# 課題 A:
本文によると、下肢静脈瘤の原因は何ですか。
# 課題 B:
本文の「下肢静脈瘤は、静脈の逆流を防」と「典型的な症状※が脚にしばしば見られます。」の間を、両端も含めてそのまま出力してください。
# 課題 C:
次の(i)〜(iii)が本文と合っているかを、それぞれ「はい」か「いいえ」で答え、決め手となる本文の語句をそのまま引用してください。
(i) 逆流した血液は心臓の方へ向かっていく。
(ii) 血流が滞る現象は血液の鬱滞と呼ばれる。
(iii) 血管が膨らんだ状態を静脈瘤と呼ぶ。

*** 本文

下肢静脈瘤は、静脈の逆流を防止する特殊な弁が壊れたり働かなくなる(弁不全となる)ことが原因です。それにより心臓に戻るべき血液が重力の影響で逆行(逆流)します。逆流した血液は足先の方に向かっていき、しまいには行き場がなくなって末端の血管(静脈)の中に血液が溜まり、血管(静脈)が瘤(こぶ)のように膨らんで血流が滞ります(この現象を血液の鬱滞:うったい と呼びます)。この血管(静脈)が膨らんだ状態を静脈瘤と呼んでいることはよく知られています。
このように、足に血流が滞って循環が悪くなるので、下肢静脈瘤がある方には以下の典型的な症状※が脚にしばしば見られます。

******
*** データ一覧

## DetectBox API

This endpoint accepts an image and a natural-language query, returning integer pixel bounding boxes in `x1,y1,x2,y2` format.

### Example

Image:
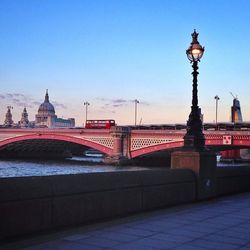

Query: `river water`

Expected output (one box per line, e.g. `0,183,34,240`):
0,157,250,178
0,157,152,178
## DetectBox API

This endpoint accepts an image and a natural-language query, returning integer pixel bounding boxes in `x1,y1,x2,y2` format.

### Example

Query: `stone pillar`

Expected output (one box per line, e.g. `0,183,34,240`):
104,126,130,165
171,150,217,200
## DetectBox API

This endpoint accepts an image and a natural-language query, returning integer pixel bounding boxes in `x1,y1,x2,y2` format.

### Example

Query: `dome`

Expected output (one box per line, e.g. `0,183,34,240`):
38,90,55,114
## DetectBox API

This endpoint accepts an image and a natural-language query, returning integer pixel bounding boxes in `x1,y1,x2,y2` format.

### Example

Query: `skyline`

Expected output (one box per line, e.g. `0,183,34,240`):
0,0,250,126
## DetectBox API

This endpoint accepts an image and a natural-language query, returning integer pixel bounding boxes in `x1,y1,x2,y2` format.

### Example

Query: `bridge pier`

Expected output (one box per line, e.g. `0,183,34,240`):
104,126,131,165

******

# 出力結果 A:
静脈の逆流を防止する特殊な弁が壊れたり働かなくなる(弁不全となる)ことです。

# 出力結果 B:
下肢静脈瘤は、静脈の逆流を防止する特殊な弁が壊れたり働かなくなる(弁不全となる)ことが原因です。それにより心臓に戻るべき血液が重力の影響で逆行(逆流)します。逆流した血液は足先の方に向かっていき、しまいには行き場がなくなって末端の血管(静脈)の中に血液が溜まり、血管(静脈)が瘤(こぶ)のように膨らんで血流が滞ります(この現象を血液の鬱滞:うったい と呼びます)。この血管(静脈)が膨らんだ状態を静脈瘤と呼んでいることはよく知られています。
このように、足に血流が滞って循環が悪くなるので、下肢静脈瘤がある方には以下の典型的な症状※が脚にしばしば見られます。

# 出力結果 C:
(i) いいえ。「逆流した血液は足先の方に向かっていき」
(ii) はい。「この現象を血液の鬱滞:うったい と呼びます」
(iii) はい。「この血管(静脈)が膨らんだ状態を静脈瘤と呼んでいることはよく知られています」